Location identification items:
★ ★ ★ ★

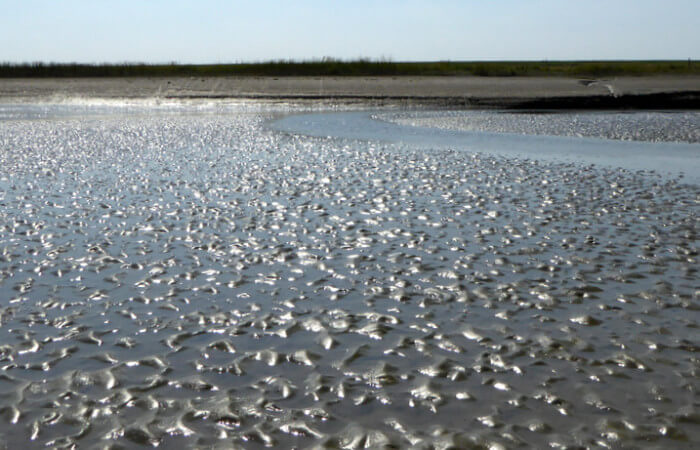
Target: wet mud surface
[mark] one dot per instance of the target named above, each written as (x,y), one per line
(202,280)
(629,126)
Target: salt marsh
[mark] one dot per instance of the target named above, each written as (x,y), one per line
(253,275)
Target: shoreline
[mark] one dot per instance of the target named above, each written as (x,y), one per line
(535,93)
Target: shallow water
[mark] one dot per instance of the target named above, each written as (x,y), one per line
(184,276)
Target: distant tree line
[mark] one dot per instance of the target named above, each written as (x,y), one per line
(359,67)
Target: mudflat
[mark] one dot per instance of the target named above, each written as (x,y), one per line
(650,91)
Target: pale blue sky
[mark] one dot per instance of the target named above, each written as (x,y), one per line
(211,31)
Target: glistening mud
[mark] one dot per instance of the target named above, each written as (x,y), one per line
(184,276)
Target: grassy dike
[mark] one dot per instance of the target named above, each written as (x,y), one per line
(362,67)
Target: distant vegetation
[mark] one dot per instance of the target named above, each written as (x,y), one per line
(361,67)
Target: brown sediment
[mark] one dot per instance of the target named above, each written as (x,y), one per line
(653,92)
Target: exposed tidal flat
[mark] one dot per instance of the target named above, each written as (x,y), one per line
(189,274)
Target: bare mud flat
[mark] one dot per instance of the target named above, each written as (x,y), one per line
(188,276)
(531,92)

★ ★ ★ ★

● GIVEN REQUEST: Can you render all the lines above as a JSON list of strings, one string per line, skipping blank lines and leaving the pictures out?

● FINISHED ANSWER:
[
  "Target: wet mud surface",
  "[mark] one dot per instance of the target named above, each written as (x,y), one per line",
  "(202,280)",
  "(629,126)",
  "Target: salt marsh",
  "[mark] one dot per instance of the target named above, each written as (x,y), one per line",
  "(253,275)",
  "Target: shoreline",
  "[mark] one dot per instance of the target named above, each written as (x,y), one per line",
  "(535,93)",
  "Target: shallow water",
  "[mark] one dot per instance of the target named above, each written as (x,y), one per line",
  "(184,276)",
  "Target: distant tree line",
  "[mark] one dot per instance of the target named above, each written as (x,y), one per line",
  "(359,67)",
  "Target: mudflat",
  "[mark] one dot per instance of the target named above, each written as (x,y), one per line",
  "(650,91)",
  "Target: pale blue sky",
  "[mark] one dot per instance of the target named above, each written as (x,y), one per line",
  "(211,31)",
  "Target: glistening mud",
  "[mark] one dot per instance of the target named above, each written as (x,y), one per line",
  "(184,276)",
  "Target: grassy dike",
  "[mark] one dot per instance of the target named above, each written as (x,y), one per line",
  "(362,67)",
  "Target: distant vegetation",
  "[mark] one dot per instance of the target named above, each written as (x,y), one per line",
  "(361,67)",
  "Target: brown sediment",
  "[mark] one dot per instance of the target named above, each written as (x,y), one per line",
  "(653,92)",
  "Target: exposed tidal flat",
  "[mark] one dot per instance of the target named above, each written as (x,y), one per line",
  "(189,274)",
  "Target: bare mud flat",
  "[mark] one dot per instance of the target named above, each written as (x,y), one per line",
  "(188,276)",
  "(531,92)"
]